Aim 1. Extract every line of the entries that contains the string "dark", matching case exactly.

Source text.
When the annotations have not been reconciled, meaning there is no CSETv1 annotation for a given incident number, or when its annotation status does not meet our criteria, the CSETv1-Annotator-1, CSETv1-Annotator-2, and CSETv1_Annotator-3 annotations linked to the incident should be published instead, provided they have at least status 2 or above in field 1.3.

Thanks! Mia

kepae commented 1 week ago

Hey Mia, this is great. Thanks for all of the details!

@pdcp1 do you have cycles for this? Because we're likely doing some string comparisons to get which classifications to publish, we should first query and group the CSETv1 annotations + _Annotator annotations by the above status, then write the migration that flips them to "publish".

pdcp1 commented 1 week ago

@ mh2171 Could you please confirm if these numbers make sense to you? If I understood correctly, these are the items that we should set "publish: yes". Is that correct? or, do we have to publish any other documents?

Annotation Status Namespace Publish Quantity
1. Annotation in progress CSETv1 no 0
2. Initial annotation complete CSETv1 no 0
3. In peer review CSETv1 no 7
4. Peer review complete CSETv1 no 119
5. In quality control CSETv1 no 3
6. Complete and final CSETv1 no 17
kepae commented 1 week ago

Thanks @pdcp1. This helps.

Question for @mh2171 -- would you like us to publish the CSETv1-Annotator- data under that namespace, where appropriate? Or, should we move those annotations to the standard CSETv1 namespace and publish them there?

I can understand wanting to keep them officially in the Annotator collections since they are intermediate, but we have some logic that hides these classifications from the site in some places. On the other hand, moving them officially under CSETv1 would unify them with the collection for data analysis and download.

mh2171 commented 1 week ago

@pdcp1: Yes, all of these should be published. Technically, we would not want those with level 1. Annotation in progress to be published, but since there are 0 for the CSETv1 namespace it doesn't make a difference here.

@kepae: Generally it would be nice to keep the _Annotator annotations separated, seeing as they're not technically done. But I can see that that would be more complicated for you. For some incidents there are going to be 2 _Annotator annotations, I'm not sure how many incidents those are. How would you handle moving them under the CSETv1 namespace then?

pdcp1 commented 1 week ago

@mh2171 Here are the more detailed quantities for each namespace.

Rows.
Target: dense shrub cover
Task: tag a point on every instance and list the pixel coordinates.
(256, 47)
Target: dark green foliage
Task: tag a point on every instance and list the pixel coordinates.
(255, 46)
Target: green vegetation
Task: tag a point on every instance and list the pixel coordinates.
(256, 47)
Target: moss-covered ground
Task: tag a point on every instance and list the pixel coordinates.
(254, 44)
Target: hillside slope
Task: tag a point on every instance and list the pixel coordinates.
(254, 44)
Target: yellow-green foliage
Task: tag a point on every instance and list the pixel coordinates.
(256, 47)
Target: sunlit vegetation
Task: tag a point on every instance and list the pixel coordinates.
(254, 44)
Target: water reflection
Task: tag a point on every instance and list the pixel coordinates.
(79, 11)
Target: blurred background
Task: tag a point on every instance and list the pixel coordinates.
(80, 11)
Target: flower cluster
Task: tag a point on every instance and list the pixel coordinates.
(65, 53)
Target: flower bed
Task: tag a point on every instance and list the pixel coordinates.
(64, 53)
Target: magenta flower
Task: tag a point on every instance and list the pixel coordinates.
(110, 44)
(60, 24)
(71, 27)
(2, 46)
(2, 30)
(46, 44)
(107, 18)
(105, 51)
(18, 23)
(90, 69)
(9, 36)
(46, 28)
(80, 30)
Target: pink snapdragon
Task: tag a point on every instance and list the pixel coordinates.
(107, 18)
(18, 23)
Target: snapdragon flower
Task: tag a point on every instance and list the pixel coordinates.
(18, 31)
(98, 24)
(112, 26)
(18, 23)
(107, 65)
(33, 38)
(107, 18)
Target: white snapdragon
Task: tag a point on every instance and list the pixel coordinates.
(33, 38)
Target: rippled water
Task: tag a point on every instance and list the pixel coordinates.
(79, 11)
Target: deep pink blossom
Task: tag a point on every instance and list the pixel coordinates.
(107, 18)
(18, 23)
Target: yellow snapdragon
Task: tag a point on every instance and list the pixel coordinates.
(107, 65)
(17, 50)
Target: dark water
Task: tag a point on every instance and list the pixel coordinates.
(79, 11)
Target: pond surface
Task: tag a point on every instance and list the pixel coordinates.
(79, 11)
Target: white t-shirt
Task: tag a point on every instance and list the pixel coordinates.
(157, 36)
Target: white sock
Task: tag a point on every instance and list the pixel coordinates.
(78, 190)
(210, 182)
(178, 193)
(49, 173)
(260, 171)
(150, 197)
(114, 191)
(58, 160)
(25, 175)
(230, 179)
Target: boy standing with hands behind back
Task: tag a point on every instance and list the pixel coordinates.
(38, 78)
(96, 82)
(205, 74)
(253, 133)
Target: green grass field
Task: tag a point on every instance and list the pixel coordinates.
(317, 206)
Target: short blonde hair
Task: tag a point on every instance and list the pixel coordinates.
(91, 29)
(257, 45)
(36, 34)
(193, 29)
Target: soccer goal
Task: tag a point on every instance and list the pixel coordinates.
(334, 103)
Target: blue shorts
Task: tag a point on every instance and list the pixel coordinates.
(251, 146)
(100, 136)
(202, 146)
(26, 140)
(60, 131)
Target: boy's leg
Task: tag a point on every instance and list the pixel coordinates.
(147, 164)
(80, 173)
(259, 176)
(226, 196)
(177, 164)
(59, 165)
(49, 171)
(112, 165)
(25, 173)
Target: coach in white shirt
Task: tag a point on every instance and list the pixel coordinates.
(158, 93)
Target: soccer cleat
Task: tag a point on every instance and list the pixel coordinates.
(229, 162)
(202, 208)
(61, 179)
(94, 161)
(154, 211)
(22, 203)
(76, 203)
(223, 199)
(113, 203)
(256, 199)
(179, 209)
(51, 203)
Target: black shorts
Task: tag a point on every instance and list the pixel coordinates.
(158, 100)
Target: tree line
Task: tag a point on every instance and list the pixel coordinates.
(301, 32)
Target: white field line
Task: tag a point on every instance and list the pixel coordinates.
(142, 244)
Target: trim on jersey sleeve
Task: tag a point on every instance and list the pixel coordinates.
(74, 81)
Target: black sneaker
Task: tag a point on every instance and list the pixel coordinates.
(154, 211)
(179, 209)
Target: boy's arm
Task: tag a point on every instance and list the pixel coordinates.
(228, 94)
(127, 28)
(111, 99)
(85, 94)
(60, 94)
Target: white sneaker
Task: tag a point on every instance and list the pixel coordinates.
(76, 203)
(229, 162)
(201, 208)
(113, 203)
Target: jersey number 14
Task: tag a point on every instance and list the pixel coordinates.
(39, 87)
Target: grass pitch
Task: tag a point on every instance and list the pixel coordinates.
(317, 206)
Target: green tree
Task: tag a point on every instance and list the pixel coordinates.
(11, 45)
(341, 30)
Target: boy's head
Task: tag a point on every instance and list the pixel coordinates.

Aim 2.
For each statement below, say whether it agrees with the annotation thread, answering yes or no and quoting the words of the thread that decide it.
(a) The table lists 119 CSETv1 annotations with the status "Peer review complete."
(b) mh2171 wants annotations at the "Annotation in progress" level to be published.
(c) mh2171 knows how many incidents will have 2 _Annotator annotations.

Task result 1.
Target: dark green foliage
Target: dark water

Task result 2.
(a) Yes: "4. Peer review complete CSETv1 no 119"
(b) No: "Technically, we would not want those with level 1. Annotation in progress to be published"
(c) No: "I'm not sure how many incidents those are."